## TEXT UNDER STUDY
Not having my period come for the first time, at my age, was like having an, "Oh shit!" moment. It was really upsetting to me because I thought that it might be the beginning of that word I don't mention that starts with an, "M." But after having talked to my neuropsychiatrist and, later, my new OBGYN, they both assured me that the high dose of steroids that were put in my body would have definitely caused my hormones to become imbalanced and out-of-whack enough to make me miss my period.

Of course I had a huge feeling of relief at that news, but then the problem was - I didn't know where I was in my cycle! I had no idea (my cycle can vary by a few days anyway!), not even enough to try to find out if I was ovulating, as I felt like it would be just throwing away good money (those ovulation kits aren't exactly cheap!). But I did take note of when I thought I was ovulating, but it was purely by how my body was feeling, and when I thought my period should come, what I thought was long after it should have come, it didn't. Now I was getting nervous again.

I had an appointment with Dr. M., my regular doctor, on a Thursday and expressed to her my concerns; how long it had been since my last period. She was concerned too and prescribed some progesterone capsules (which would make me start bleeding!) to take if I didn't start my period by Monday. She also wanted me to start a an rx for progesterone cream five days after my bleeding had started.

I really wanted my period to come before Monday, so I didn't have get the progesterone pills, not only because of the out of pocket expense (I spend so much out of pocket expenses for my health issues as it is!) but also, most importantly, because I just didn't want to have my period made to start by unnatural means!!! But my period didn't start on Monday so, that afternoon, I went to pick up the pills and cream at the apothecary that would be filling that prescription.

Later, however,  I had to go to my regular Walgreen's pharmacy to pick up a new anti-nausea medicine (my insurance company was denying me the Zofran that I had been taking for my nausea for the past year) and I was feeling so sick I was just desperate for it to work, but unlike the Zofran (I had had the kind that you put under your tongue and it melts and goes almost immediately into the bloodstream which takes away my severe nausea within minutes) this drug wasn't working (I had taken it like a drug addict - the minute the pharmacist handed me the bottle I swallowed the two pills prescribed!).

By the time I got back home this anti-nausea medicine was still not helping and I felt so utterly ill that I walked in the front door, right past my poor mom (not even stopping to say a word to her!), went straight to my bedroom, turned out the lights (evening was falling), turned my stereo on, found a song on my iPod - this classical piece of music - piano with violin - and put it on repeat. I laid on my bed, in the darkness, listening to that moving music and cried and cried and cried. I cried for the sickness I felt, for the nausea that I can't seem to have leave my body for these long three years, and I cried for having to take those progesterone pills that night before I went to bed, because as I said, I wanted my period to come to me naturally and I felt so sad that that hadn't happened.

I cried with this overwhelming sadness for everything seeming to be going against me, going against my dreams, for at least an hour - it was probably more - I had so many tears that just needed to be shed. And then, at some point I stopped crying, but I just kept lying there on my bed in my darkened room with that touchingly, lovely music playing endlessly, and I was just left feeling hopeless and sad.

## ACTIVITY
Continue the account of the missed period and the progesterone prescription, beginning after its final sentence. The material after this point is not needed.

## PROVIDED INFORMATION
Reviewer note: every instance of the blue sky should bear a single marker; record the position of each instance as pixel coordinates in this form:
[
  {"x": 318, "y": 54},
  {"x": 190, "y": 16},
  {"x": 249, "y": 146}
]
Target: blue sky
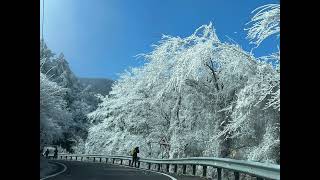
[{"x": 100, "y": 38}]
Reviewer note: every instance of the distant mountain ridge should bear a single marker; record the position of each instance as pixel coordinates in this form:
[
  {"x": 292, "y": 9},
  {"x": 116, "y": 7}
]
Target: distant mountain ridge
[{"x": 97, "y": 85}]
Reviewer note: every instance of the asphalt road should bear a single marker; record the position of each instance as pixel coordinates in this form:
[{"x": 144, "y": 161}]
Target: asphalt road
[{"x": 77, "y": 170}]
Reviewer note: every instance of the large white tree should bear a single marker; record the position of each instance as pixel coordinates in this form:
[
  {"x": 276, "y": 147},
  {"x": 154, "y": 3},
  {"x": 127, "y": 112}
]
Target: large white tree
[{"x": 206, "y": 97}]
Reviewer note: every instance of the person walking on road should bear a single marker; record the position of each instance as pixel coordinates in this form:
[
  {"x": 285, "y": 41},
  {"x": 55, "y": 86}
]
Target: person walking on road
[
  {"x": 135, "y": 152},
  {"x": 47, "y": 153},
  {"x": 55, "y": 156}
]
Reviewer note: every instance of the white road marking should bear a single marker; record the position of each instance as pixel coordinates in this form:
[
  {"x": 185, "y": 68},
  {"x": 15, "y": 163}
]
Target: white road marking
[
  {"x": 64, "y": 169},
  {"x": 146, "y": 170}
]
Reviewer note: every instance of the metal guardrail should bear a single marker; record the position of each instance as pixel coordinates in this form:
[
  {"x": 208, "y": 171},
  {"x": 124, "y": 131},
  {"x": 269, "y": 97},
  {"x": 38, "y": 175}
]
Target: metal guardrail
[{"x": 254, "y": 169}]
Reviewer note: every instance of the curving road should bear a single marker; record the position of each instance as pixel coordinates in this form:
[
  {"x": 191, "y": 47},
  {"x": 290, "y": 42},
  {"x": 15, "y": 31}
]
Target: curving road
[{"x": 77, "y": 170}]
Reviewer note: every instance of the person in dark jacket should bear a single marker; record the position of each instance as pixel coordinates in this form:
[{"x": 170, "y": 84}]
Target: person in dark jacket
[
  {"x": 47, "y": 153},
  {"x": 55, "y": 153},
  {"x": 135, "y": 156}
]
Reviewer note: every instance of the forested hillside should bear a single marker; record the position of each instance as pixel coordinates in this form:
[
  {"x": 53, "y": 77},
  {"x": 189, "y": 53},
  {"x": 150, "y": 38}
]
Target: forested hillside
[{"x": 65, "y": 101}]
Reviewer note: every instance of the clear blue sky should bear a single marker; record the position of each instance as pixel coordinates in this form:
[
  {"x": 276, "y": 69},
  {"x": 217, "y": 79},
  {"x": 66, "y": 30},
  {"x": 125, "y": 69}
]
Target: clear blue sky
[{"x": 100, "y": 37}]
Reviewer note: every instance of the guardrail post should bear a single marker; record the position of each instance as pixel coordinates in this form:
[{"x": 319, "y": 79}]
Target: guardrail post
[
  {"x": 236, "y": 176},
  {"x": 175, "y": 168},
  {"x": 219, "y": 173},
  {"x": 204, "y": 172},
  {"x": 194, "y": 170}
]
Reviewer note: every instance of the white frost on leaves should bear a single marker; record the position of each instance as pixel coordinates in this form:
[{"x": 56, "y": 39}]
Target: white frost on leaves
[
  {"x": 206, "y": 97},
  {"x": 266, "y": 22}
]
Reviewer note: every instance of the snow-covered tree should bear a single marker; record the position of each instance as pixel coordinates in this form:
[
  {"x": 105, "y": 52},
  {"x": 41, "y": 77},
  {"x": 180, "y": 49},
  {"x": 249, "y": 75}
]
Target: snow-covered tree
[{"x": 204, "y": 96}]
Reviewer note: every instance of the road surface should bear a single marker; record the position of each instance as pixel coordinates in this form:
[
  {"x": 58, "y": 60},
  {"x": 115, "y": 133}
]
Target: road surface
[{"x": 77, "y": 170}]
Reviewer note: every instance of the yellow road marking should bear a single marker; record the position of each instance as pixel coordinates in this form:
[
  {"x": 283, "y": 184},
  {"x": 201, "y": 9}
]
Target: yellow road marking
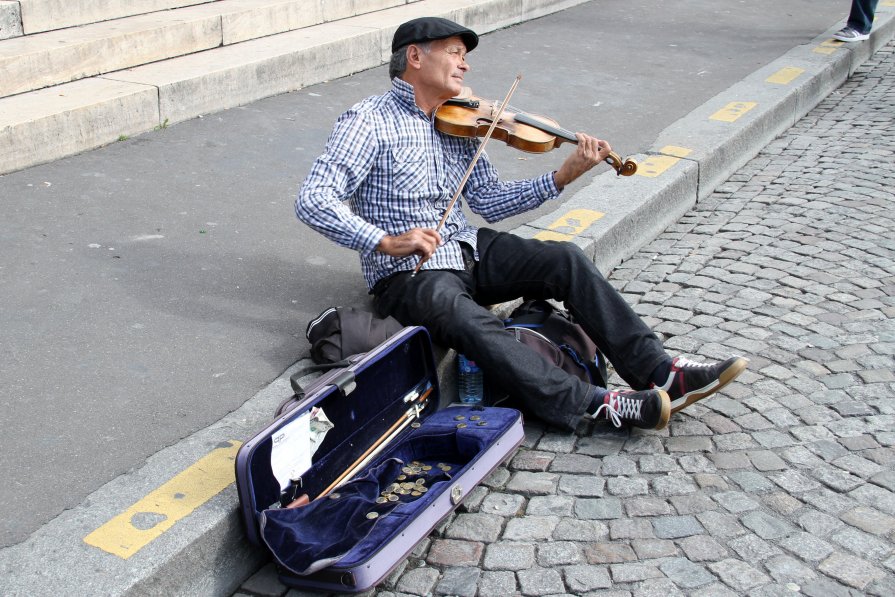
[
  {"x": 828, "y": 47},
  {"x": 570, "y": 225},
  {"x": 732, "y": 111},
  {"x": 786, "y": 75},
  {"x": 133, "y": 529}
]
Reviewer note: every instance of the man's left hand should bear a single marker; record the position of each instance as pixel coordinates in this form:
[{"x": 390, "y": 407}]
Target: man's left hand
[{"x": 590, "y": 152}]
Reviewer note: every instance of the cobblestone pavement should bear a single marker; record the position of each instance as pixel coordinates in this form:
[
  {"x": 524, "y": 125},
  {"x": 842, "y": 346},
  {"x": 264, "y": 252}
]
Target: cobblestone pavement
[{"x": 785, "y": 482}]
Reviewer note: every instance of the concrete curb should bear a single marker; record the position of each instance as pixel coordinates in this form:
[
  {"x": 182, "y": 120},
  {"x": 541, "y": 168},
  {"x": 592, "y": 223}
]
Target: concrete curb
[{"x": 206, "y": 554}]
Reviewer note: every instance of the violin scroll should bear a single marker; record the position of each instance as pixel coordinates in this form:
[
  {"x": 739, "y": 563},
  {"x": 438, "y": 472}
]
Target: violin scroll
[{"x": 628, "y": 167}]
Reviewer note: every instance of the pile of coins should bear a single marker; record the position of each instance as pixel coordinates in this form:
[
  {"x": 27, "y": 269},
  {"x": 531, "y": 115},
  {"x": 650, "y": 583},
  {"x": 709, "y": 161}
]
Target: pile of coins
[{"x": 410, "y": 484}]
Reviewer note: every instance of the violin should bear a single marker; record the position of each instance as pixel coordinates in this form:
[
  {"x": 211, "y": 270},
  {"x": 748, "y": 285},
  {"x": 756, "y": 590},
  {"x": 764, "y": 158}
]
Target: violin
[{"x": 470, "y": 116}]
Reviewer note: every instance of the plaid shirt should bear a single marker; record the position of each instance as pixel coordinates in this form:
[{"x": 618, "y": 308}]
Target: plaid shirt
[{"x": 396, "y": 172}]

## ANSWER SECTION
But as my thoughts were still being propelled to go in such a negative direction, about my life and my situation, I heard a voice say, "Wait!" The voice had forced its way through the clutter of my thinking. What I heard was in my head, I didn't hear a sound, but I heard the voice very loud and very clear; it was strong. I even asked, "Who are you? Please reveal yourself to me?" because I wanted to try to understand if hearing, "Wait!" was coming from my own imagination, or if it was coming from some other entity (if you've followed this blog you know that I believe strongly in God, in "signs," in angels, and in spirits!). The only thing that came to me was the name, Ruth. 

Ruth was the name of my paternal grandmother who was one of the great loves of my life, but I had never before called her Ruth, for as many grandchildren are apt to do, even while much older in life, they still call their grandmother, grandma, or nana, or some other name by which that person wishes to be known. I had always called mine, grandma, but I don't ever once remember calling her Ruth.

So, I can't really say if it was my grandma's voice "talking" to me, but I also can't say it wasn't! And every time I asked, "What are you trying to tell me? What is it I need to know?" I got the same answer, "Wait!" and then, as if needing a little more encouragement, "Just, wait!" was added to what I was hearing. And the "Wait!" was telling me not to take the progesterone pill that night. I was "told" to hold off on taking it.

When I questioned the wisdom of that, saying that I felt no symptoms of a period even remotely coming, I heard the voice ask me if I thought my emotional crying might not be an indicator? I said, in my thoughts, that I didn't think so, but I was now, because that question was asked of me, not feeling sure. I certainly felt like my crying and sadness had been for very real reasons - my continuing to feel so ill with constant nausea and seeing no "light at the end of the tunnel," and that it was understandable for me to feel sadness over having to start my period unnaturally. But, really, after that thought entered my mind, I couldn't conclusively say whether it might be related, or not, to what might be a "symptom" of my period coming.

If I waited, as I was being told, the voice simply reassured me that if I didn't start my period the next day I could always start the pill that next night instead!

I remember going back and forth with these "thoughts" in my mind. I was questioning the reality of it. Was it just my imagination, or was I really "hearing" someone, or my angels, trying to give me a clear message? Finally, the voice, being so persistent in my mind in telling me to, "Wait, just one more day," I decided to heed it, but I wondered at what cost? 

And I say, I wondered at what the cost of heeding the voice would be, because I knew it had the power to critically change the reality of my thinking. Because up to that point, I felt as if my intuition was becoming stronger and stronger, and that my ability to see and understand "signs" was a "language" I was beginning to be more clearly adept at.

Now I was being forced to a cross-roads. If I heeded the message of this voice to, "Wait! Just wait one more day!" to not take the progesterone pills, which would unnaturally start my period, and it still didn't come, I felt as if I would forever doubt my intuition, that I would forever doubt those inklings, those "voices" inside my head telling me of this thing or that, of leading me, as they had been, towards my dreams these past four years.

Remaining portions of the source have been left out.